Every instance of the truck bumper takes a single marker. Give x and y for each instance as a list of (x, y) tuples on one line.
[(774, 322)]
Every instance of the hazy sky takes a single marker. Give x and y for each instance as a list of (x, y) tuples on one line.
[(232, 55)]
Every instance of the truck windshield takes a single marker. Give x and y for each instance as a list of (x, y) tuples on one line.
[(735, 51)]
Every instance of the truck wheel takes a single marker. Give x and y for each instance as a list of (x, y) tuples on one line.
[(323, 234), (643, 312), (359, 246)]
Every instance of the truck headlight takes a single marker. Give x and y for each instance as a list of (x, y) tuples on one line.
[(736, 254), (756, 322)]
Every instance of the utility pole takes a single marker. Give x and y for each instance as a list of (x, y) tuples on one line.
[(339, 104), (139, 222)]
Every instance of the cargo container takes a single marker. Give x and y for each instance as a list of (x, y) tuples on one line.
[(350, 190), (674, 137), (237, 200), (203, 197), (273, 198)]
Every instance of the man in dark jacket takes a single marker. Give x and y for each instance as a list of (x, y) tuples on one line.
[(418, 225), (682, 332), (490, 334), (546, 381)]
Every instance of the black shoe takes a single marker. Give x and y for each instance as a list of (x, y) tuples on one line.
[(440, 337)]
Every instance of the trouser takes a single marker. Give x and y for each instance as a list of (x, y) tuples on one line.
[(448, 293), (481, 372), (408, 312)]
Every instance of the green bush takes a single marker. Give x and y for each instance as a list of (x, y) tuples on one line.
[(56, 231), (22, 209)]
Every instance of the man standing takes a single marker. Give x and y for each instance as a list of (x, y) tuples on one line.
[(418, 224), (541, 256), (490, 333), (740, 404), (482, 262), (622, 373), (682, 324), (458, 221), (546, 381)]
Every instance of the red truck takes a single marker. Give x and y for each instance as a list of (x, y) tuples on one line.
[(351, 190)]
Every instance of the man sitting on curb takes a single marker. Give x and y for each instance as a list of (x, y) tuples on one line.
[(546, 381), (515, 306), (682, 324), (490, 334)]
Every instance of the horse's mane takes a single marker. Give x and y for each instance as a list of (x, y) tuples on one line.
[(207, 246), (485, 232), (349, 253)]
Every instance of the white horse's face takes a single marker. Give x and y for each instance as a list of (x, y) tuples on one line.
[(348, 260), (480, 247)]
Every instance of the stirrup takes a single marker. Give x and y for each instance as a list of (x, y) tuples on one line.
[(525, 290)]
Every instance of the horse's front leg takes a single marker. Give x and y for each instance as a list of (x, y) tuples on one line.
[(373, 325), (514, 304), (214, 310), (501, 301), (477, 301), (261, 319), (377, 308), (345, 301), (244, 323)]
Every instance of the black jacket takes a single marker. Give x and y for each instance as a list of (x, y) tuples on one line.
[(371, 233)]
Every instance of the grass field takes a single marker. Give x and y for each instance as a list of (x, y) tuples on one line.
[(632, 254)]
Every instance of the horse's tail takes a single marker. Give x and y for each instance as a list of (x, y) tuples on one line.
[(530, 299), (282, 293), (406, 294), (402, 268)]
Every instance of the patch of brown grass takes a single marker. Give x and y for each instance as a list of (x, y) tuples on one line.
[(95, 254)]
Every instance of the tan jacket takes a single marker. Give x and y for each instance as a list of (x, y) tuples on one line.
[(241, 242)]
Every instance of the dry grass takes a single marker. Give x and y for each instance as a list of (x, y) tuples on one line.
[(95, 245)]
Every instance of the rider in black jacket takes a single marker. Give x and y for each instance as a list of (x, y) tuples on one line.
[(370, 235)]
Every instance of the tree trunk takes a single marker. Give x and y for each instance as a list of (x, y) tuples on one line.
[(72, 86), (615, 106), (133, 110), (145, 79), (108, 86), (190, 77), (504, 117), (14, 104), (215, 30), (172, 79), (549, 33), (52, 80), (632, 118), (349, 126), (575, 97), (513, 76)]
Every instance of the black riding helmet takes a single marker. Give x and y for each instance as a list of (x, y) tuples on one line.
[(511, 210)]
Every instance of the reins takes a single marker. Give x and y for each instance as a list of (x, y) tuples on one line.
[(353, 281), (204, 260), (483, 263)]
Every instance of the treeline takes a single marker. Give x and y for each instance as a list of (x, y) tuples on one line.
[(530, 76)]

────────────────────────────────────────

▶ Required work:
Print every line of the listing exactly.

▶ Task solution:
Every instance of the truck bumper takes a single marker. Give x and y for each instance as a list of (x, y) tuples on one line.
[(774, 322)]
Every instance of the hazy sky takes a single marker. Give x and y for each instance as a list of (x, y) tuples on one line.
[(232, 55)]
Every instance of the truck windshield takes a single marker. Give x and y for each instance as a list of (x, y) tuples on one line.
[(735, 51)]
Every instance of the truck wheel takes a single marker. Give x and y for each instance as a list of (x, y) tuples on one line.
[(323, 234), (643, 312), (359, 246)]
Every instance of the truck headlight takes a single marker. Give x and y for each instance as a list of (x, y) tuples on one line.
[(736, 254), (756, 322)]
Every instance of the utility pole takes a single marker. Give x and y for each instance as a list of (x, y) tuples on one line.
[(339, 104), (139, 222)]
Every instance of the cargo container takes a single marker. Give x and y for each instance as a list of (x, y) tuples on one line.
[(350, 190), (674, 137), (237, 200), (203, 197), (273, 198)]
Every instance of the man in dark jacket takes a single marker. Give x and y for each instance as a list of (x, y) tuples on one line.
[(418, 225), (682, 332), (490, 334), (546, 381)]
Every instance of the black shoe takes a single marker. Give x and y for each instance as a list of (x, y) tuples on one line.
[(440, 337)]
Every instance of the trouser takes a single marker. Give x and y for each instance as a list of (x, y) tuples on one line.
[(448, 293), (481, 372), (408, 312)]
Every instance of the green bush takes a single marker. Give x and y for each instance as a list of (x, y) tuples on one line.
[(56, 231), (22, 209)]
Every instance of the man standing takes a single marker. Give x and y for each instance as a list of (x, y) tuples on one line.
[(418, 224), (541, 256), (490, 333), (740, 404), (482, 262), (622, 373), (682, 324), (458, 221), (546, 381)]
Every instance of the red truck takes a single marker. Give x and y for each instance as a list of (x, y) tuples on one line.
[(351, 190)]
Every instance of the man sitting on curb takes a single marker. Give x and y for each instance as a list of (x, y) tuples on one line.
[(546, 381), (515, 306), (682, 324), (490, 334)]
Every instance of the horse's mane takes a single marker. Give x and y for each instance as a list of (x, y) tuples on one line.
[(207, 246), (485, 232), (349, 253)]
Every instance of the white horse's face takes a single marker. Give x and y for each instance as a list of (x, y) tuples on one line.
[(348, 260), (480, 247)]
Every instance of the stirrup takes a single marker. Give x and y for each instance as a list of (x, y) tuples on one line.
[(525, 290)]
Every instance of the horse's front leg takes a single marker. Give x and y for each instance as a list of (x, y) tuples on one line.
[(373, 325), (514, 304), (214, 310), (501, 301), (477, 301), (261, 319), (377, 308), (345, 301), (244, 323)]
Every instance of the black jacket takes a single marker. Give x and y for each instance as a list of (x, y) tuples on one line.
[(371, 233)]
Every instance of the grass field takes a single marker. Give x and y for each instance as a list of (x, y) tuples on one line.
[(632, 254)]
Every instance of the horse's tail takes a single marker. Give x and y for each instance as a list of (x, y) tuples on one line.
[(530, 299), (282, 293), (406, 294), (402, 268)]
Every instance of the patch of brown grass takes a single marker. Give x and y for each instance as a list of (x, y) tuples on one line.
[(95, 254)]
Every instance of the tan jacket takes a single marker. Give x and y for each instance as a list of (x, y) tuples on one line.
[(241, 242)]
Every instance of the dry grass takes a single marker. Give x and y for each instance as a list of (x, y) tuples on one line.
[(95, 245)]
Every instance of the rider in black jacket takes a single marker. Give x and y for each instance as a list of (x, y) tuples on one line.
[(370, 235)]
Every instance of the tree trunk takes a single marker. Give x and y for each instance as a list of (x, y) tuples on one line.
[(72, 86), (615, 106), (133, 110), (145, 79), (108, 86), (190, 77), (504, 117), (14, 104), (215, 30), (172, 79), (549, 33), (52, 80), (632, 118), (349, 126), (575, 97), (513, 76)]
Every instance of the black riding helmet takes a single marker. Give x and y for each instance as a list of (x, y) tuples on one line.
[(511, 210)]
Every instance of the reins takes a single marker. Give x and y for each instance as a list of (x, y) tuples on one line.
[(353, 281), (204, 260), (483, 263)]
Every instance of the treeline takes a single marker. Give x and y for each instance as a list of (x, y) tuples on one line.
[(530, 76)]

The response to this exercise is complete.